DOCUMENT SEGMENT >>
☆ ☆ ☆ ☆
According to embodiments, the communication resources at the ICI may encompass various types of resources, depending on the physical layer or layers implemented at the inter-carrier interface. A communication resource can include a physical port or a physical medium connected to a port, such as an optical fibre, a waveguide, a coaxial cable, or an electrical cable or wire. A communication resource can include an electromagnetic link, such as a radio link or a microwave link, or a frequency channel or a set of frequency channels on an electromagnetic link. A communication resource can include an optical link, in any part of the spectrum, e.g. visible, infrared or ultraviolet, or a wavelength channel or a set of wavelength channels on an optical link. A communication resource can include a timeslot or a set of timeslots on a TDM link, such as an optical link or a radio link or other electromagnetic links. A communication resource can include a channel code of a Code Division Multiple Access link. Various types of information may serve to identify a communication resource, depending on the type of the resource to be identified. The information in the instantiation response should identify the communication resource at the inter-carrier interface in a way that enables the neighbour service provider to concatenate the connection segments through the identified communication resource. For that purpose, the communication resource identifier can be selected from a group comprising an MPLS or GMPLS Label, a physical link identifier, e.g. an IP address or an IP prefix or a link number having local significance at a network element, a channel identifier, e.g. for identifying a electromagnetic channel, a radio frequency channel, an optical wavelength channel or other, and a channel identifier identifying a channel or set of channels in a multiplex, e.g. a timeslot in a TDM signal or a wavelength in a WDM signal.
Accordingly, depending on the transmission techniques used in the data plane, concatenating the respective connection segments may involve various operations at the edge nodes, including configuring an MPLS forwarding table, configuring an electronic or optical switch matrix and others.
☆ ☆ ☆ ☆
[Rows in a dataset]

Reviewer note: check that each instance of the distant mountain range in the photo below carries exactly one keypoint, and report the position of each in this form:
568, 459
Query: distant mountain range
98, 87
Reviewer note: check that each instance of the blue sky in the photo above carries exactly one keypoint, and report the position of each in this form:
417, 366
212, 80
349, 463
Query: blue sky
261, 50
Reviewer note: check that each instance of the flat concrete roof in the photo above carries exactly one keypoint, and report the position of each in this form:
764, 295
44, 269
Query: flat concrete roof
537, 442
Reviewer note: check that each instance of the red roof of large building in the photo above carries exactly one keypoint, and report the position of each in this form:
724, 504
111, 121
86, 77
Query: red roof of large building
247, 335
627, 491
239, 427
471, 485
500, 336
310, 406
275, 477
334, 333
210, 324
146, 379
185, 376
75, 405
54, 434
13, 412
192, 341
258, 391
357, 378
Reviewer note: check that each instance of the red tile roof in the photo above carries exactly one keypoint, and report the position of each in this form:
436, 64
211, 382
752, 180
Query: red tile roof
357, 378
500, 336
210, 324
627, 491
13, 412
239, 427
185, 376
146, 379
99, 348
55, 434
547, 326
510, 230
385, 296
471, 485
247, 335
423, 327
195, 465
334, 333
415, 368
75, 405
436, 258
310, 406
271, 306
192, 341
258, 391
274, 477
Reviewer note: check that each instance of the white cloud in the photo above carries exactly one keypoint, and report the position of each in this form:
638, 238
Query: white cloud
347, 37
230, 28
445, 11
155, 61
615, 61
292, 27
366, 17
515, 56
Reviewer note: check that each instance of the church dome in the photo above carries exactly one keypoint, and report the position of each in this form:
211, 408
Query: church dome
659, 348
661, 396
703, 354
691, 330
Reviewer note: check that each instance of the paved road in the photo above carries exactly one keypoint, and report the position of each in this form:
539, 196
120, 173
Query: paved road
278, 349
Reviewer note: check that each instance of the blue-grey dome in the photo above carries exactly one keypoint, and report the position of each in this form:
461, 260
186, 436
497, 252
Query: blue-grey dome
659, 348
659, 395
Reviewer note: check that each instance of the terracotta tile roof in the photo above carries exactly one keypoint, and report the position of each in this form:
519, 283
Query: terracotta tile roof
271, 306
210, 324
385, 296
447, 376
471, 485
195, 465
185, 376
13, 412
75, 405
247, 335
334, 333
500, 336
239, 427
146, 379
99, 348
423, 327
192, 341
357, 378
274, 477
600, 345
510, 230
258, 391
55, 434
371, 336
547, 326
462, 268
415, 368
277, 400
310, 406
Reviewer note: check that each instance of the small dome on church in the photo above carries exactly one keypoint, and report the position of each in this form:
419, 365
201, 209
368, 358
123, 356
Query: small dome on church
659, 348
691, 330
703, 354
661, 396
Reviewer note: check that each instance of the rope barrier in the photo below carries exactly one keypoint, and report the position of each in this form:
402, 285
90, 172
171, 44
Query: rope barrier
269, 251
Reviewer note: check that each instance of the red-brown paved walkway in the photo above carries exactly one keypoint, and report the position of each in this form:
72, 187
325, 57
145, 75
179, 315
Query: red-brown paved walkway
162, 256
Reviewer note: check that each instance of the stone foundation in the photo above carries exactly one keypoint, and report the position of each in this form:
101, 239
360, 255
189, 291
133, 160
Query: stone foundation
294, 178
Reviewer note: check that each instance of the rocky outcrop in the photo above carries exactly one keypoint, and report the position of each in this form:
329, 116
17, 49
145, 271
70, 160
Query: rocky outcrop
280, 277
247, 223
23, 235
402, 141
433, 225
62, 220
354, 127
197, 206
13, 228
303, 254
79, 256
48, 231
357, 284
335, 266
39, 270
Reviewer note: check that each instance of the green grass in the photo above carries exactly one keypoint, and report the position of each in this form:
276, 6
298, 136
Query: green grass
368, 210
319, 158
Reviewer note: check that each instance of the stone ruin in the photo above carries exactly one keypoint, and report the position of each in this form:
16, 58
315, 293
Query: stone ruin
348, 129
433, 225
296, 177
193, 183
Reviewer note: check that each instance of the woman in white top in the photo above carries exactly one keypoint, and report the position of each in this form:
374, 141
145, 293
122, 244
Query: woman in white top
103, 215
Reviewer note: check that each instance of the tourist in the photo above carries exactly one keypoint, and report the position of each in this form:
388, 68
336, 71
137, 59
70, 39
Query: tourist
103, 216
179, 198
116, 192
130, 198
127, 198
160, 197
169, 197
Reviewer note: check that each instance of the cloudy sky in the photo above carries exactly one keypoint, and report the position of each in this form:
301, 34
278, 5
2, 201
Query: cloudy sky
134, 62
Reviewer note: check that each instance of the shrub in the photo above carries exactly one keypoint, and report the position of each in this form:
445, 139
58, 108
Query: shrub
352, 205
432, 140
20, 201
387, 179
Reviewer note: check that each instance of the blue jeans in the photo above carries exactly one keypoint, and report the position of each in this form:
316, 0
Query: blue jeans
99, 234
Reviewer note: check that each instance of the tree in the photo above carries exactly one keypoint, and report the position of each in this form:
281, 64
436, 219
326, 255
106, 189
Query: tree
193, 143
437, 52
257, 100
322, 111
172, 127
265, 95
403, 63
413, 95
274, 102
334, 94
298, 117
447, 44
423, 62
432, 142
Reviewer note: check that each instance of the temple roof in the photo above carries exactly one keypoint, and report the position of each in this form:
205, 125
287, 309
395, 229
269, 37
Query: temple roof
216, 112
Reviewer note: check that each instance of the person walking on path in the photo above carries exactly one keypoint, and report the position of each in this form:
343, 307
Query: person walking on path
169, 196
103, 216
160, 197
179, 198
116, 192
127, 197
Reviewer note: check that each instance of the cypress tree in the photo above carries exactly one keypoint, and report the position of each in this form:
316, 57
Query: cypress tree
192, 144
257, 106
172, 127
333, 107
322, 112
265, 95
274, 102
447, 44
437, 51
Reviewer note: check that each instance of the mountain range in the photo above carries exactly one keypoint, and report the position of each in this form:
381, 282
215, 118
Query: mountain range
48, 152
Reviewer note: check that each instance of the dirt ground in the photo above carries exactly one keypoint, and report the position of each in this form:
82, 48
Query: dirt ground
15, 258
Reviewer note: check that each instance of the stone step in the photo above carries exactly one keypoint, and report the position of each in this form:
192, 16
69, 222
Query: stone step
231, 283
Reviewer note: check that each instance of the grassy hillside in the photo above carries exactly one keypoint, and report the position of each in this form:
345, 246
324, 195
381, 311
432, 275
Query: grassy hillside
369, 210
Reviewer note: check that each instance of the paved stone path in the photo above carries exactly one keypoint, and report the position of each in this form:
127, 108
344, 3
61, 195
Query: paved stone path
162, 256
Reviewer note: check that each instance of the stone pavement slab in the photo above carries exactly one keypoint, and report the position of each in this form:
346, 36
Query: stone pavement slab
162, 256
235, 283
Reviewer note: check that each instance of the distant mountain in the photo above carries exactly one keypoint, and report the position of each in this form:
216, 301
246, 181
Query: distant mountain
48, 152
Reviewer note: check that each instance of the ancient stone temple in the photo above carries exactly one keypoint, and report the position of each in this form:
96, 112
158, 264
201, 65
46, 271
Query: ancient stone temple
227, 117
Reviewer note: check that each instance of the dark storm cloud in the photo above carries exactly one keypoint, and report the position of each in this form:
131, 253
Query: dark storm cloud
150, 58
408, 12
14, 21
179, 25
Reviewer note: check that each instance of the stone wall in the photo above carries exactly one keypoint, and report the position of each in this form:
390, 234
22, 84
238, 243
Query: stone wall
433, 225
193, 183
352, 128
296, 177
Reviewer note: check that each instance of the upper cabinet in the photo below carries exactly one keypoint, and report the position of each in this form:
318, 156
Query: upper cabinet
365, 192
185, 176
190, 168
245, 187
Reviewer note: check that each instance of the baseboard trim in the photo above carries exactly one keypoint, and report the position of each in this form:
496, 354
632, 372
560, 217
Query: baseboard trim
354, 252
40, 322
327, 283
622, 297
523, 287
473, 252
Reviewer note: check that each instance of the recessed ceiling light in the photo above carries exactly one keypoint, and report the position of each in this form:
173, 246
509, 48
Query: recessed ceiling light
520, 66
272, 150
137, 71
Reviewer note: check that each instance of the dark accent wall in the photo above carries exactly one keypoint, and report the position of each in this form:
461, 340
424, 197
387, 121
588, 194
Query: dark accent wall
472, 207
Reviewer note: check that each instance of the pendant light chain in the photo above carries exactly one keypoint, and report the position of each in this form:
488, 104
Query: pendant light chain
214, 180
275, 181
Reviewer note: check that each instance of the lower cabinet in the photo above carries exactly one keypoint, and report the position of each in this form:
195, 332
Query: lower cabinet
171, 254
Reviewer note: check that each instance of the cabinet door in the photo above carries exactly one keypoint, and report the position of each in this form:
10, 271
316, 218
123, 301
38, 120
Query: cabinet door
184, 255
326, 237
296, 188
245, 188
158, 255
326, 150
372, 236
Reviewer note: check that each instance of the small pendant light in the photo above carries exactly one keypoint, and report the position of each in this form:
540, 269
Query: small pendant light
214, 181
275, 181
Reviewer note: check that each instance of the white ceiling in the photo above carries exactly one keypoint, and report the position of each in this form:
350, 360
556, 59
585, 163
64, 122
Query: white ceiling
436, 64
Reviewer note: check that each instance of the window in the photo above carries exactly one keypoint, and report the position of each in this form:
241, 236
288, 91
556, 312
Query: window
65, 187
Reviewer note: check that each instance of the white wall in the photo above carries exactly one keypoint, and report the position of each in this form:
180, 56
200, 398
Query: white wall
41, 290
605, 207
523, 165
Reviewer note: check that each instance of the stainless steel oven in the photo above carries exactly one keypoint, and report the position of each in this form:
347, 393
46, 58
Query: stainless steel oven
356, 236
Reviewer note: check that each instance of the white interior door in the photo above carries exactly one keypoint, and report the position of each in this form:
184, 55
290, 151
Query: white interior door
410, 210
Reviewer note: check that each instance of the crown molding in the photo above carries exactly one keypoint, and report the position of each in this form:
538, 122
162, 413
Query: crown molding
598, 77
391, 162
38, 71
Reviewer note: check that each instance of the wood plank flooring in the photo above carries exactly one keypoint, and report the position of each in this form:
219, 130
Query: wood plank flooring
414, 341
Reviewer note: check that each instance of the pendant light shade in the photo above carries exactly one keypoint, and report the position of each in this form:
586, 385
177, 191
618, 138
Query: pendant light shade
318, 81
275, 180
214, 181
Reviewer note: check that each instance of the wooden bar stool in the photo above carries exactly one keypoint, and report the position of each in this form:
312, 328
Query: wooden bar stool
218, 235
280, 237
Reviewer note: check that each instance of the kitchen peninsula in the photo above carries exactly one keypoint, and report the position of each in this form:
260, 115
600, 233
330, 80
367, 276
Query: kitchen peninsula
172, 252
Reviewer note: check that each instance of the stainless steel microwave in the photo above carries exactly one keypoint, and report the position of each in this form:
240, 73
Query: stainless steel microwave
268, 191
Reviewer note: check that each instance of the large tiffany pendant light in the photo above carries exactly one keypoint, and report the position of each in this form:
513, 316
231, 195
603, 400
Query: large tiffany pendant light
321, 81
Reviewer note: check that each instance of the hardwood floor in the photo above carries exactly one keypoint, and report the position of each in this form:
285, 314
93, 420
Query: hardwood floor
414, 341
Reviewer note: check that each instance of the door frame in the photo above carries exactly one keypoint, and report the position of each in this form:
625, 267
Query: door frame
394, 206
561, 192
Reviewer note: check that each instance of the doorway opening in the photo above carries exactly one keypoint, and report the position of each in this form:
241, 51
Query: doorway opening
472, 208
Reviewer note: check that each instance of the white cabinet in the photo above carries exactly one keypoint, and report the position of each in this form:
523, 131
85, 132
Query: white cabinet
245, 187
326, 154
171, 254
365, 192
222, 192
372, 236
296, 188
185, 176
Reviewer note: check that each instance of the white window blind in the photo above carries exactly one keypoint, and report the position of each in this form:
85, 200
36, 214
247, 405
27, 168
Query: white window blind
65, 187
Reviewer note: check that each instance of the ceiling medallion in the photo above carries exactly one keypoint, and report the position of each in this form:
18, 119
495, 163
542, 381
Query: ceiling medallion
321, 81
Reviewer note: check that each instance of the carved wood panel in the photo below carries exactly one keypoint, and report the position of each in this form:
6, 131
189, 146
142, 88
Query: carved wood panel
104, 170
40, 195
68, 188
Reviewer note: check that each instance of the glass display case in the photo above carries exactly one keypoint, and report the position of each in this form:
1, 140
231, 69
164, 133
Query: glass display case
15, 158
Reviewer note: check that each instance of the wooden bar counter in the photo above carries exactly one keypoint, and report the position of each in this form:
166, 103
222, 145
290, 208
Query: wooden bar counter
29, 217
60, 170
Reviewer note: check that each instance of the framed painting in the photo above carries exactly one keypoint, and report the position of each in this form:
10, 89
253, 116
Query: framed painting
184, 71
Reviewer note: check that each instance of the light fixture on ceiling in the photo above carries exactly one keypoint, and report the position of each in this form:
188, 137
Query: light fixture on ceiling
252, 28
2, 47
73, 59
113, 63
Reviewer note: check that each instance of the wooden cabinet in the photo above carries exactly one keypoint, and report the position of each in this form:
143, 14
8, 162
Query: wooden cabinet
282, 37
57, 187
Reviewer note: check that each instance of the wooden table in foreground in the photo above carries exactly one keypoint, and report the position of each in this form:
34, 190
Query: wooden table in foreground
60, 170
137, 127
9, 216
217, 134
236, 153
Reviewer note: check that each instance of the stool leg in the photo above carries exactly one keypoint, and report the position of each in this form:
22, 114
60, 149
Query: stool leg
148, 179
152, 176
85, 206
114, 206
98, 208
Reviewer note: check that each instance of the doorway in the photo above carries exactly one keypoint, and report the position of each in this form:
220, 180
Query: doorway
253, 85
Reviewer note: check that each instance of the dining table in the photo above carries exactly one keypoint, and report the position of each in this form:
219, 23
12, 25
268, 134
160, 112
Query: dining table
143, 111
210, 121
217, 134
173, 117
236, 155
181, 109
☆ ☆ ☆ ☆
SET TASKS >>
1. Duplicate the passage on inter-carrier interface resources from "Accordingly, depending on" to "matrix and others.".
2. Go on with the passage on inter-carrier interface resources, starting after its last sentence.
These rows have no connection to the passage on inter-carrier interface resources.

RESPONSES TO THE TASKS >>
1.
Accordingly, depending on the transmission techniques used in the data plane, concatenating the respective connection segments may involve various operations at the edge nodes, including configuring an MPLS forwarding table, configuring an electronic or optical switch matrix and others.

2.
In the above example, service provider systems operate during an instantiation step to reserve a communication resource at an ICI located at an ingress interface of the associated resource domain. However, a similar process can be implemented wherein service provider systems operate to reserve a communication resource at an ICI located at an egress interface of the associated resource domain. Alternatively, a service provider system instantiating a transit service element may reserve communication resources at ICIs located at both ends of the connection path across the associated resource domain. Those alternative embodiments provide similar advantages in terms of speeding up the connection establishment and/or avoiding signalling transactions at inter-carrier hops.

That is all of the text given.